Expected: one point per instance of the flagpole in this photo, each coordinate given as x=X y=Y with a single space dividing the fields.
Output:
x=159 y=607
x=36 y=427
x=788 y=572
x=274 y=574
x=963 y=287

---+---

-- Work to be completed --
Format every line of the material above as a numbered list, skipping any blank lines.

-- The response --
1. Expected: one point per instance of the flagpole in this photo, each coordinate given as x=X y=Y with a single space dividing the fields.
2. Output:
3. x=159 y=607
4. x=36 y=427
5. x=788 y=572
6. x=274 y=574
7. x=963 y=287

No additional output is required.